### Task statement
Please render the data as a Markdown table with columns "Row" and "Text", starting at the line containing "Search the image for the green" and ending at the last line of the data. Number each line and leave out blank lines.

### Records to use
=-=-=-=-=
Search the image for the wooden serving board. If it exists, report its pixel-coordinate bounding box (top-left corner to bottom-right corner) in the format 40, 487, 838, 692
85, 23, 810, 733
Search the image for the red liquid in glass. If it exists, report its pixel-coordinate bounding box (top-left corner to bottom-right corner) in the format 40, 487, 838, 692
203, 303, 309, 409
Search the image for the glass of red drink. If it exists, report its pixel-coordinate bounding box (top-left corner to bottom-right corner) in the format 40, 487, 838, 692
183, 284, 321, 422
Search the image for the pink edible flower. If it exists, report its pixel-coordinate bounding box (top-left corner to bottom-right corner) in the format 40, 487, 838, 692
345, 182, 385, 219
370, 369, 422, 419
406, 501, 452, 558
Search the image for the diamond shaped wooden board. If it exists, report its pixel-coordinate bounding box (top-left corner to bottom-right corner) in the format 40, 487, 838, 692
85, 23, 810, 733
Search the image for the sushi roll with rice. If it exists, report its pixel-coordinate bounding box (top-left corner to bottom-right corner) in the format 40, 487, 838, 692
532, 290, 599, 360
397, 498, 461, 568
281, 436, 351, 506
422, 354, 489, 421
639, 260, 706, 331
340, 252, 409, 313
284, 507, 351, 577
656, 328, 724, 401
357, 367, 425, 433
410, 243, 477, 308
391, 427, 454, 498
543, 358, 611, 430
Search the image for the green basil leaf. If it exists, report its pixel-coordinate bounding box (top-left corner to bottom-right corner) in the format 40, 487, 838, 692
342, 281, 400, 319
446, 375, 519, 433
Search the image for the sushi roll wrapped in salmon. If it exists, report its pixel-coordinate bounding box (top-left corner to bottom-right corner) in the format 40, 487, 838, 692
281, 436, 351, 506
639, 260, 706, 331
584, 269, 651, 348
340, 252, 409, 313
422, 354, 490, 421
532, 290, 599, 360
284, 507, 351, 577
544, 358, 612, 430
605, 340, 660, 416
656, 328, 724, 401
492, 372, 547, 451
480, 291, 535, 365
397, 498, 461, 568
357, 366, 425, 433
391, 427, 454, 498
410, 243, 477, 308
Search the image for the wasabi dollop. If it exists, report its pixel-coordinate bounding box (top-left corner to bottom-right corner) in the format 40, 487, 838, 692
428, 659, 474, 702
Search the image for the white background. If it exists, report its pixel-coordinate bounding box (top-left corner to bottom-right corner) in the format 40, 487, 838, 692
=-=-=-=-=
### Answer to this problem
| Row | Text |
|---|---|
| 1 | Search the image for the green basil leaf. If it exists, report its pixel-coordinate bounding box (top-left corner to bottom-right corner) in the format 40, 487, 838, 692 |
| 2 | 342, 281, 400, 319 |
| 3 | 446, 375, 519, 433 |
| 4 | Search the image for the sushi roll wrapped in salmon. If it exists, report its pixel-coordinate bounding box (top-left corner to bottom-right corner) in the format 40, 487, 838, 692 |
| 5 | 281, 436, 351, 506 |
| 6 | 639, 260, 706, 331 |
| 7 | 584, 269, 651, 348 |
| 8 | 340, 252, 409, 313 |
| 9 | 422, 354, 490, 421 |
| 10 | 532, 290, 599, 360 |
| 11 | 284, 507, 351, 577 |
| 12 | 544, 358, 612, 430 |
| 13 | 605, 340, 660, 416 |
| 14 | 656, 328, 724, 401 |
| 15 | 492, 372, 547, 451 |
| 16 | 480, 291, 535, 365 |
| 17 | 397, 498, 461, 568 |
| 18 | 357, 366, 425, 433 |
| 19 | 391, 427, 454, 498 |
| 20 | 410, 243, 477, 308 |
| 21 | Search the image for the wasabi dollop. If it exists, report its pixel-coordinate bounding box (top-left corner to bottom-right corner) in the format 40, 487, 838, 692 |
| 22 | 428, 659, 474, 702 |
| 23 | Search the image for the white background. If it exists, report its pixel-coordinate bounding box (top-left corner to bottom-right corner) in the format 40, 487, 838, 692 |